Wiersze ze zbioru danych =>
= = =

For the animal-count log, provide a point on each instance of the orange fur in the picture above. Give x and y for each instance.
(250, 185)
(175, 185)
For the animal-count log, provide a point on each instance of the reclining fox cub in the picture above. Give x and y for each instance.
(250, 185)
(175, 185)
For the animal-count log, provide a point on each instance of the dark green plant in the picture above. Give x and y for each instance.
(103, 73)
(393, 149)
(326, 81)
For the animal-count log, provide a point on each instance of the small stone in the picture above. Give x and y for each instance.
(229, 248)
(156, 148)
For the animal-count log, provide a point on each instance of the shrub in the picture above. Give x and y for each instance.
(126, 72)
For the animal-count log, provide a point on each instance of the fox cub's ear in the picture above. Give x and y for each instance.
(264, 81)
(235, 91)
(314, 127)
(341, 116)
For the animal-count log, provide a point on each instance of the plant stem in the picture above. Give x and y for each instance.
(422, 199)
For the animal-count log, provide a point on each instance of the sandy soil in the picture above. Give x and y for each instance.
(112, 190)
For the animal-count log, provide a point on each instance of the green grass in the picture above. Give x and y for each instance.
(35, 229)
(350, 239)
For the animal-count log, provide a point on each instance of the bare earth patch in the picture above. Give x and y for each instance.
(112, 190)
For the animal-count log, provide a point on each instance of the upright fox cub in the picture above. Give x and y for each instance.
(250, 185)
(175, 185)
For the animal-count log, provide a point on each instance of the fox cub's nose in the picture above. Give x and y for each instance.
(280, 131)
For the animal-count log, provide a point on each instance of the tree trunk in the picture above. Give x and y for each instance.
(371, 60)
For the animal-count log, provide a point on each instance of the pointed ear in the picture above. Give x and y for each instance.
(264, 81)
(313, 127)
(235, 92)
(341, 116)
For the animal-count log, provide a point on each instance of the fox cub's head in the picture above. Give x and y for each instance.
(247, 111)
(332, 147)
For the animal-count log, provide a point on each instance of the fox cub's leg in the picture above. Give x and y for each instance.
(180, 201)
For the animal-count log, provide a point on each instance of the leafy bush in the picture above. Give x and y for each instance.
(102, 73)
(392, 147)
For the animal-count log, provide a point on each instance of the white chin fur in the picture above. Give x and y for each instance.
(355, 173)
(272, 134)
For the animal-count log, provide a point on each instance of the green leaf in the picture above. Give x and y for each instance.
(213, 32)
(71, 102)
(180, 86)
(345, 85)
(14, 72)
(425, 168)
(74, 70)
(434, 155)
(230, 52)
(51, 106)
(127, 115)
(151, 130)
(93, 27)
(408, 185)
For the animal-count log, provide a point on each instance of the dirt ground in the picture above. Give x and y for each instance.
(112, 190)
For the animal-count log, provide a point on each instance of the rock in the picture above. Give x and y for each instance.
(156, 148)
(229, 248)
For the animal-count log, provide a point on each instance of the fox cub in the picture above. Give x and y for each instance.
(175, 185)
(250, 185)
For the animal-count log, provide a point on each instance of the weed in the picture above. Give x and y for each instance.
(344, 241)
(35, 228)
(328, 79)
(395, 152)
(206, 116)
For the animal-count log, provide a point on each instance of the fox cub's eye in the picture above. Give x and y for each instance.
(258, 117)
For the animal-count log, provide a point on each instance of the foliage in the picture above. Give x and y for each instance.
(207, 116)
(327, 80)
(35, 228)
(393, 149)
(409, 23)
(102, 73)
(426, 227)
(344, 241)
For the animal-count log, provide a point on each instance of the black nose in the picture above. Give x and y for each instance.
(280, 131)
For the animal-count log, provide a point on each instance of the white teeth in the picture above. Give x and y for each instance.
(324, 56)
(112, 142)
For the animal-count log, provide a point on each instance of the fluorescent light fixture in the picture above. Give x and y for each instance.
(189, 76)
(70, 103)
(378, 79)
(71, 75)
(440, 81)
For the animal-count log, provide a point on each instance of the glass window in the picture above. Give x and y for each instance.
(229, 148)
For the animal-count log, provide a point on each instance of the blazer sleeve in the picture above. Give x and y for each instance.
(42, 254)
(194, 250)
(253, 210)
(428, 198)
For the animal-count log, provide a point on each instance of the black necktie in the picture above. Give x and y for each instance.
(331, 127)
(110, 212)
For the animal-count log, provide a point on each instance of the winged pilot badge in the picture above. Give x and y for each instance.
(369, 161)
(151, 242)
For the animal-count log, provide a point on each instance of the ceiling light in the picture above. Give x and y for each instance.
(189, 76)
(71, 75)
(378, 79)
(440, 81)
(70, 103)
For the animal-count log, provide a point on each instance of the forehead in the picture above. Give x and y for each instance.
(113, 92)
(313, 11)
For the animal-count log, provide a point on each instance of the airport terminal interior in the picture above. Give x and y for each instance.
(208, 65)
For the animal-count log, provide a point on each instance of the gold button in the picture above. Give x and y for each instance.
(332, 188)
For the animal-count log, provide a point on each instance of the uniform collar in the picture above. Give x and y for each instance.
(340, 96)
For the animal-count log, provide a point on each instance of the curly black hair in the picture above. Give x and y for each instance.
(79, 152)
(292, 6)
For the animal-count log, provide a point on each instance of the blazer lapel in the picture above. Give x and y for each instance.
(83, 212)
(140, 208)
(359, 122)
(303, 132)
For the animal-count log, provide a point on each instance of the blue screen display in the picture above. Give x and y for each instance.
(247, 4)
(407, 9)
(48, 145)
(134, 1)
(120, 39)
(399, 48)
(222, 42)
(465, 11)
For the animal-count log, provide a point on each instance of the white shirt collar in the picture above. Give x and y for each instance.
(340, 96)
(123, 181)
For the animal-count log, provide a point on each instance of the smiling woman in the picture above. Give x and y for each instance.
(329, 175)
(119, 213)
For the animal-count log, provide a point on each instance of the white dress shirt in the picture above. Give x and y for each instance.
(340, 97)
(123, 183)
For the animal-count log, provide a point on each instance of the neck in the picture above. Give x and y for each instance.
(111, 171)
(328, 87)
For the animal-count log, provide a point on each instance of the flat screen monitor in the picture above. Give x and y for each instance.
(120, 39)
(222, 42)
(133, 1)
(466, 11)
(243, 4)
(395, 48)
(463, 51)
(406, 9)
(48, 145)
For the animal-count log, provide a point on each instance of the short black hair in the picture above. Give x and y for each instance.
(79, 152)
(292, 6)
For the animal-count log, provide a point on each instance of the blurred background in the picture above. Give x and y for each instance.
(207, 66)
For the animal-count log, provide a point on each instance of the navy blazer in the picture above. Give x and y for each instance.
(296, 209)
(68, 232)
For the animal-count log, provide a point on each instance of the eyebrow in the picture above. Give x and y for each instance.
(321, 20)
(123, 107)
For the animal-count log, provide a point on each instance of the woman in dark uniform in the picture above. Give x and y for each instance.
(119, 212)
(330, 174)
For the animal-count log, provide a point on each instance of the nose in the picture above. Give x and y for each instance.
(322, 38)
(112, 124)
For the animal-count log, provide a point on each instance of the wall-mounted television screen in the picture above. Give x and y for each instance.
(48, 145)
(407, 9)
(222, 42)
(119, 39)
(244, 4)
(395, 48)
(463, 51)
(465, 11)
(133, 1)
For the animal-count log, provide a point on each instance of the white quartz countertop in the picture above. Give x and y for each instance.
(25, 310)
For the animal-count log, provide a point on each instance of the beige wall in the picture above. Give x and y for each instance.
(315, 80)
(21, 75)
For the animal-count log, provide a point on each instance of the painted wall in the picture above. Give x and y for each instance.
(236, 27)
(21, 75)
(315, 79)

= = =

OPIS ZADANIA =>
Przedstaw cały materiał jako tabelę Markdown z kolumnami „Nr” i „Treść”, w której każda linijka trafia do osobnego wiersza wraz ze swoim numerem porządkowym. Puste linijki pomiń.

ROZWIĄZANIE ZADANIA =>
| Nr | Treść |
|---|---|
| 1 | For the animal-count log, provide a point on each instance of the orange fur in the picture above. Give x and y for each instance. |
| 2 | (250, 185) |
| 3 | (175, 185) |
| 4 | For the animal-count log, provide a point on each instance of the reclining fox cub in the picture above. Give x and y for each instance. |
| 5 | (250, 185) |
| 6 | (175, 185) |
| 7 | For the animal-count log, provide a point on each instance of the dark green plant in the picture above. Give x and y for each instance. |
| 8 | (103, 73) |
| 9 | (393, 149) |
| 10 | (326, 81) |
| 11 | For the animal-count log, provide a point on each instance of the small stone in the picture above. Give x and y for each instance. |
| 12 | (229, 248) |
| 13 | (156, 148) |
| 14 | For the animal-count log, provide a point on each instance of the shrub in the picture above. Give x and y for each instance. |
| 15 | (126, 72) |
| 16 | For the animal-count log, provide a point on each instance of the fox cub's ear in the picture above. Give x and y for each instance. |
| 17 | (264, 81) |
| 18 | (235, 91) |
| 19 | (314, 127) |
| 20 | (341, 116) |
| 21 | For the animal-count log, provide a point on each instance of the plant stem in the picture above. Give x and y for each instance. |
| 22 | (422, 199) |
| 23 | For the animal-count log, provide a point on each instance of the sandy soil in the picture above. Give x and y for each instance. |
| 24 | (112, 190) |
| 25 | For the animal-count log, provide a point on each instance of the green grass in the picture above. Give x and y for each instance. |
| 26 | (35, 229) |
| 27 | (350, 239) |
| 28 | For the animal-count log, provide a point on each instance of the bare earth patch in the picture above. Give x and y for each instance. |
| 29 | (112, 190) |
| 30 | For the animal-count log, provide a point on each instance of the upright fox cub in the picture above. Give x and y for each instance. |
| 31 | (250, 185) |
| 32 | (175, 185) |
| 33 | For the animal-count log, provide a point on each instance of the fox cub's nose in the picture above. Give x and y for each instance. |
| 34 | (280, 131) |
| 35 | For the animal-count log, provide a point on each instance of the tree trunk in the picture above. Give x and y for each instance. |
| 36 | (371, 60) |
| 37 | For the animal-count log, provide a point on each instance of the pointed ear in the picture above. Give x and y for each instance. |
| 38 | (264, 81) |
| 39 | (313, 127) |
| 40 | (235, 92) |
| 41 | (341, 116) |
| 42 | For the animal-count log, provide a point on each instance of the fox cub's head in the picture above. Give x and y for each instance. |
| 43 | (247, 111) |
| 44 | (332, 147) |
| 45 | For the animal-count log, provide a point on each instance of the fox cub's leg in the picture above. Give x and y for each instance. |
| 46 | (180, 201) |
| 47 | For the animal-count log, provide a point on each instance of the leafy bush in the picture above. Give x and y for each instance. |
| 48 | (102, 73) |
| 49 | (392, 147) |
| 50 | For the animal-count log, provide a point on each instance of the white chin fur in the picture above. Give x and y for each instance. |
| 51 | (355, 173) |
| 52 | (272, 134) |
| 53 | For the animal-count log, provide a point on each instance of the green leaf in the picture above. Give x and y for each instance. |
| 54 | (213, 32) |
| 55 | (71, 102) |
| 56 | (180, 86) |
| 57 | (345, 85) |
| 58 | (14, 72) |
| 59 | (425, 168) |
| 60 | (74, 70) |
| 61 | (434, 155) |
| 62 | (230, 52) |
| 63 | (51, 106) |
| 64 | (127, 115) |
| 65 | (151, 130) |
| 66 | (93, 27) |
| 67 | (408, 185) |
| 68 | For the animal-count log, provide a point on each instance of the dirt ground in the picture above. Give x and y for each instance. |
| 69 | (112, 190) |
| 70 | For the animal-count log, provide a point on each instance of the rock in the picture above. Give x and y for each instance. |
| 71 | (156, 148) |
| 72 | (229, 248) |
| 73 | For the animal-count log, provide a point on each instance of the fox cub in the picture above. Give x and y for each instance. |
| 74 | (175, 185) |
| 75 | (250, 185) |
| 76 | For the animal-count log, provide a point on each instance of the weed in the picture above. Give x and y for each instance. |
| 77 | (344, 241) |
| 78 | (35, 228) |
| 79 | (328, 79) |
| 80 | (395, 152) |
| 81 | (206, 116) |
| 82 | For the animal-count log, provide a point on each instance of the fox cub's eye in the picture above. Give x and y for each instance. |
| 83 | (258, 117) |
| 84 | For the animal-count log, provide a point on each instance of the foliage in the picture above. Give x and y for each instance. |
| 85 | (207, 116) |
| 86 | (327, 80) |
| 87 | (35, 228) |
| 88 | (393, 149) |
| 89 | (409, 23) |
| 90 | (102, 73) |
| 91 | (426, 227) |
| 92 | (344, 241) |
| 93 | For the animal-count log, provide a point on each instance of the black nose in the picture above. Give x and y for each instance. |
| 94 | (280, 131) |
| 95 | For the animal-count log, provide a point on each instance of the white teeth in the picture above. Give x and y for each instance. |
| 96 | (324, 56) |
| 97 | (112, 142) |
| 98 | For the animal-count log, provide a point on each instance of the fluorescent light fixture in the picture above. Give x and y for each instance. |
| 99 | (189, 76) |
| 100 | (70, 103) |
| 101 | (378, 79) |
| 102 | (71, 75) |
| 103 | (440, 81) |
| 104 | For the animal-count log, provide a point on each instance of the glass window in the picture above. Give x and y for each instance. |
| 105 | (229, 148) |
| 106 | For the animal-count log, provide a point on each instance of the blazer sleeve in the picture above. Give x and y for each instance. |
| 107 | (42, 254) |
| 108 | (194, 250) |
| 109 | (253, 210) |
| 110 | (428, 198) |
| 111 | For the animal-count log, provide a point on each instance of the black necktie in the picture above. Give x and y for each instance. |
| 112 | (331, 127) |
| 113 | (110, 212) |
| 114 | For the animal-count log, provide a point on each instance of the winged pilot badge in the picture above. Give x and y for each instance. |
| 115 | (369, 161) |
| 116 | (151, 242) |
| 117 | For the animal-count log, provide a point on each instance of the ceiling light in the picture above. Give x and y for each instance. |
| 118 | (189, 76) |
| 119 | (71, 75) |
| 120 | (378, 79) |
| 121 | (440, 81) |
| 122 | (70, 103) |
| 123 | For the animal-count log, provide a point on each instance of the forehead in the picture above. Give x and y for each instance. |
| 124 | (113, 92) |
| 125 | (313, 11) |
| 126 | For the animal-count log, provide a point on each instance of the airport terminal interior in the picture above. Give x and y for each instance. |
| 127 | (208, 65) |
| 128 | For the animal-count log, provide a point on each instance of the gold button in the picture above. Give x and y for each instance. |
| 129 | (332, 188) |
| 130 | For the animal-count log, provide a point on each instance of the uniform collar in the picture above. Give x and y for each instance. |
| 131 | (340, 96) |
| 132 | For the animal-count log, provide a point on each instance of the curly black hair in the picture above. Give x and y for each instance. |
| 133 | (79, 152) |
| 134 | (292, 6) |
| 135 | For the animal-count log, provide a point on each instance of the blazer lapel in the picture above. Give x and y for each instance. |
| 136 | (83, 212) |
| 137 | (140, 208) |
| 138 | (359, 122) |
| 139 | (303, 132) |
| 140 | For the animal-count log, provide a point on each instance of the blue screen display in the picture above. Give x and y for each instance. |
| 141 | (247, 4) |
| 142 | (407, 9) |
| 143 | (48, 145) |
| 144 | (134, 1) |
| 145 | (120, 39) |
| 146 | (399, 48) |
| 147 | (222, 42) |
| 148 | (465, 11) |
| 149 | For the animal-count log, provide a point on each instance of the white shirt collar in the picture above. Give x and y for each instance. |
| 150 | (340, 96) |
| 151 | (123, 181) |
| 152 | For the animal-count log, provide a point on each instance of the smiling woman in the picture above. Give x and y for each instance. |
| 153 | (329, 175) |
| 154 | (119, 213) |
| 155 | For the animal-count log, provide a point on each instance of the white dress shirt in the picture above. Give x and y for each instance. |
| 156 | (340, 97) |
| 157 | (123, 183) |
| 158 | For the animal-count log, provide a point on each instance of the neck in the picture above. Give x and y for each instance. |
| 159 | (111, 171) |
| 160 | (328, 87) |
| 161 | For the animal-count log, provide a point on each instance of the flat screen monitor in the picture above. Give x and y for each instance. |
| 162 | (120, 39) |
| 163 | (222, 42) |
| 164 | (133, 1) |
| 165 | (466, 11) |
| 166 | (243, 4) |
| 167 | (395, 48) |
| 168 | (463, 51) |
| 169 | (406, 9) |
| 170 | (48, 145) |
| 171 | For the animal-count log, provide a point on each instance of the short black hair in the picture above. Give x and y for each instance. |
| 172 | (79, 152) |
| 173 | (292, 6) |
| 174 | For the animal-count log, provide a point on each instance of the blurred background in the picture above. Give x and y for each instance. |
| 175 | (207, 66) |
| 176 | For the animal-count log, provide a point on each instance of the navy blazer in the picture above. Give x and y for each instance. |
| 177 | (296, 209) |
| 178 | (68, 232) |
| 179 | For the animal-count log, provide a point on each instance of the eyebrow in the picture above. Give x and y for each instance. |
| 180 | (321, 20) |
| 181 | (123, 107) |
| 182 | For the animal-count log, provide a point on each instance of the woman in dark uniform in the picture above. Give x and y for each instance. |
| 183 | (119, 212) |
| 184 | (330, 174) |
| 185 | For the animal-count log, provide a point on each instance of the nose in the picture above. Give x and y for each instance. |
| 186 | (322, 38) |
| 187 | (112, 124) |
| 188 | For the animal-count log, provide a point on each instance of the wall-mounted television screen in the picture above. Give x and y for each instance. |
| 189 | (48, 145) |
| 190 | (407, 9) |
| 191 | (222, 42) |
| 192 | (119, 39) |
| 193 | (244, 4) |
| 194 | (395, 48) |
| 195 | (463, 51) |
| 196 | (465, 11) |
| 197 | (133, 1) |
| 198 | For the animal-count log, provide a point on each instance of the white quartz countertop in the picture above. Give x and y for each instance. |
| 199 | (25, 310) |
| 200 | For the animal-count log, provide a point on each instance of the beige wall in the picture above. Give x and y for each instance. |
| 201 | (315, 80) |
| 202 | (21, 75) |
| 203 | For the animal-count log, provide a point on each instance of the painted wall in the picture above. Give x and y for each instance. |
| 204 | (236, 27) |
| 205 | (21, 75) |
| 206 | (315, 79) |